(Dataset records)
.....
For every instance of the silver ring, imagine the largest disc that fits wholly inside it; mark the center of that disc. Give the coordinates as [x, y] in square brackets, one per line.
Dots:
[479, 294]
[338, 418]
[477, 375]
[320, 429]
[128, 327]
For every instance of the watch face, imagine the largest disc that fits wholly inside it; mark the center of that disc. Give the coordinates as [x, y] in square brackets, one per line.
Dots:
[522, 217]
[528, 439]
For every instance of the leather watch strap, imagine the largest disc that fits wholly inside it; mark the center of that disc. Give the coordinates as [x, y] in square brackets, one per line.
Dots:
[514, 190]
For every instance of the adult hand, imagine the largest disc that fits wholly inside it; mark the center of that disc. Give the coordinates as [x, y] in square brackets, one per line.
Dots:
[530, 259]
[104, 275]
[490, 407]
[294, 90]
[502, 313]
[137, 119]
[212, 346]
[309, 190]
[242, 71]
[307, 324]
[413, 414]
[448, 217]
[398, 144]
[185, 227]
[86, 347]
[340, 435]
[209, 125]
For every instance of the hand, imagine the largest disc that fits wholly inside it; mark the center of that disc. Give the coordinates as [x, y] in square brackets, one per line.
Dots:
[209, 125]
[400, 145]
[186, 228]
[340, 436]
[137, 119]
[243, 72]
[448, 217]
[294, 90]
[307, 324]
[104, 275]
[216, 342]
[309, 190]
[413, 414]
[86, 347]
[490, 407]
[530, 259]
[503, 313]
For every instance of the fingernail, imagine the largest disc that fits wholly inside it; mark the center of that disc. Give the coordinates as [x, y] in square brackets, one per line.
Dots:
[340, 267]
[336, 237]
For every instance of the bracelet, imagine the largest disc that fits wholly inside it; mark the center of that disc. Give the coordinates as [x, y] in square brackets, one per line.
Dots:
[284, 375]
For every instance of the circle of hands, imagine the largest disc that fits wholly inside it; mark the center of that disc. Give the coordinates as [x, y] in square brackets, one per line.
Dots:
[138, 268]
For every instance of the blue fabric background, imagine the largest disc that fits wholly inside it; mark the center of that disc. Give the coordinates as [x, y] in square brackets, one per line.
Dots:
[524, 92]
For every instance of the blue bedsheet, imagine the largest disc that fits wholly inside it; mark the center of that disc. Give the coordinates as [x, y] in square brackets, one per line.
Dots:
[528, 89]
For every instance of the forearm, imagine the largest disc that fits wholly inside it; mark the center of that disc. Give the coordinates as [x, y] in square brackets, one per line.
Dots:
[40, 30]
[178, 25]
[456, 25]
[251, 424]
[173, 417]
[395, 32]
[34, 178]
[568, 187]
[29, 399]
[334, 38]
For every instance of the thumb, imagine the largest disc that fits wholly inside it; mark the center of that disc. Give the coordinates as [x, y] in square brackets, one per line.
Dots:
.....
- _The request_
Every line from the one holding "For every instance of the hand, imagine" through the final line of the listing must be echoed exactly; leave out all other lines.

- _Correct answer_
For every instance of the hand, imagine the largest disc that fits wholly inside it; mark the center of that disc. Give the coordinates as [x, y] in square brackets, one per line.
Dots:
[209, 125]
[400, 145]
[186, 228]
[340, 436]
[137, 119]
[243, 72]
[448, 217]
[294, 90]
[307, 324]
[104, 275]
[216, 342]
[309, 190]
[413, 414]
[86, 347]
[490, 407]
[530, 259]
[503, 313]
For every instance of the fingernail, imagine the largest disc that fits wholly inside it; mark the center of that disc. Give the coordinates as [x, y] in square brackets, one per line.
Dots:
[340, 267]
[336, 237]
For every instance of the bracelet, imagine the largest disc that fits wholly inside it; mark the center of that disc. Give the coordinates as [x, y] in square brackets, one per line.
Dots:
[284, 375]
For every instance of the circle of hands, imagine the largest disc that fits wholly inside it; mark the center of that disc. Give the coordinates as [x, y] in square brackets, one per line.
Dots:
[138, 268]
For every instance of the blue fabric background, imagine the largest disc that fits wholly inside it; mark the center of that disc. Give the coordinates as [x, y] in square brackets, one per line.
Dots:
[524, 92]
For every instance of the blue bedsheet, imagine the largest disc that fits wholly inside it; mark the center of that disc. Give the coordinates as [x, y] in square brackets, one per line.
Dots:
[528, 89]
For every instance of the forearm, imagine the largest disc that fits wholly inside it; mark the center of that disc. Give the coordinates as [x, y] in square brackets, one per line.
Dots:
[40, 30]
[178, 25]
[456, 25]
[251, 424]
[173, 417]
[395, 32]
[34, 178]
[568, 187]
[29, 399]
[334, 38]
For every instance of the thumb, imagine the largest disc that fits wholly inside it; mark the center of that disc. Give the coordinates as [x, y] in square brackets, one per line.
Dots:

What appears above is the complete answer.